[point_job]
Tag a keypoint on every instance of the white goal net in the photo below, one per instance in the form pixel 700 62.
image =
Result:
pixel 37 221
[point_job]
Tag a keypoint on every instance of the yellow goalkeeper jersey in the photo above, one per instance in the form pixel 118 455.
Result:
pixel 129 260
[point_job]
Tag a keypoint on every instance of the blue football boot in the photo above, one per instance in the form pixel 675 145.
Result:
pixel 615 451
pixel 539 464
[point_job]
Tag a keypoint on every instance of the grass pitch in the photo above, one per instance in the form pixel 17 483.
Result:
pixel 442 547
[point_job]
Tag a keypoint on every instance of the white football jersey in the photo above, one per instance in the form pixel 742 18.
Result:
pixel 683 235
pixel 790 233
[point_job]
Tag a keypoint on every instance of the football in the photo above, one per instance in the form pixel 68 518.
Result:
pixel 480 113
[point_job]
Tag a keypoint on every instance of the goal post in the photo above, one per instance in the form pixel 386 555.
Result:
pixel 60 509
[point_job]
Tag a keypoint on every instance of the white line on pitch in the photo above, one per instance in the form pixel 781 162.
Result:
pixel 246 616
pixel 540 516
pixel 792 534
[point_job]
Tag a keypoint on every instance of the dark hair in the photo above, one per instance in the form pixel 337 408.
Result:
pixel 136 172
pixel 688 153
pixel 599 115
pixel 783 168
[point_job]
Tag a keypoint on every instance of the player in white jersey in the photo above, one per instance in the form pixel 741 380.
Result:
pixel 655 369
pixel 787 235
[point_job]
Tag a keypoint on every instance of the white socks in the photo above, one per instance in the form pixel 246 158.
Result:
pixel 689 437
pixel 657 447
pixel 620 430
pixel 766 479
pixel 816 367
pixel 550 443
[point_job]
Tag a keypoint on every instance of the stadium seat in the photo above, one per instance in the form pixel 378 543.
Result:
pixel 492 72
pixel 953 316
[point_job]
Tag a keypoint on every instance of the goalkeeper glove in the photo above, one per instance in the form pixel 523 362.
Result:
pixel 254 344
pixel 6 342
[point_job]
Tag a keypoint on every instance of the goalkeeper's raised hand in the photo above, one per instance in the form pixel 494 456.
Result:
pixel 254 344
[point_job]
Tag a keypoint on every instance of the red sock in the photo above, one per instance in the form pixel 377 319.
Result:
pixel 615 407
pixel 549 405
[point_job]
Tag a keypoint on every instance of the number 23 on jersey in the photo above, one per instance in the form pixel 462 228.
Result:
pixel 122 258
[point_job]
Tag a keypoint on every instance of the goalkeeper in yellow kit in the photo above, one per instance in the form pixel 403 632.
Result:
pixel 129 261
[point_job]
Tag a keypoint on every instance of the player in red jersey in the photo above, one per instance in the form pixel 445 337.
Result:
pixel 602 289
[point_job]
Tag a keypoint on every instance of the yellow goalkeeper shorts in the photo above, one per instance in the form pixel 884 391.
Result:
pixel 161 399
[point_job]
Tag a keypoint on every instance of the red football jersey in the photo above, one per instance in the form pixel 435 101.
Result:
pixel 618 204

---*---

Direction
Find every line in the material above that contains the word "yellow" and copy each of those lines.

Problem solution
Tag a keypoint on every instance of the yellow goalkeeper jersey in the photo above, one per instance in the form pixel 118 455.
Tag a keypoint on every instance of the goalkeeper in yellow kit in the photo above, one per instance in the form pixel 403 632.
Tag a keypoint on every instance of the yellow goalkeeper shorts in the photo above, one per instance in the form pixel 884 391.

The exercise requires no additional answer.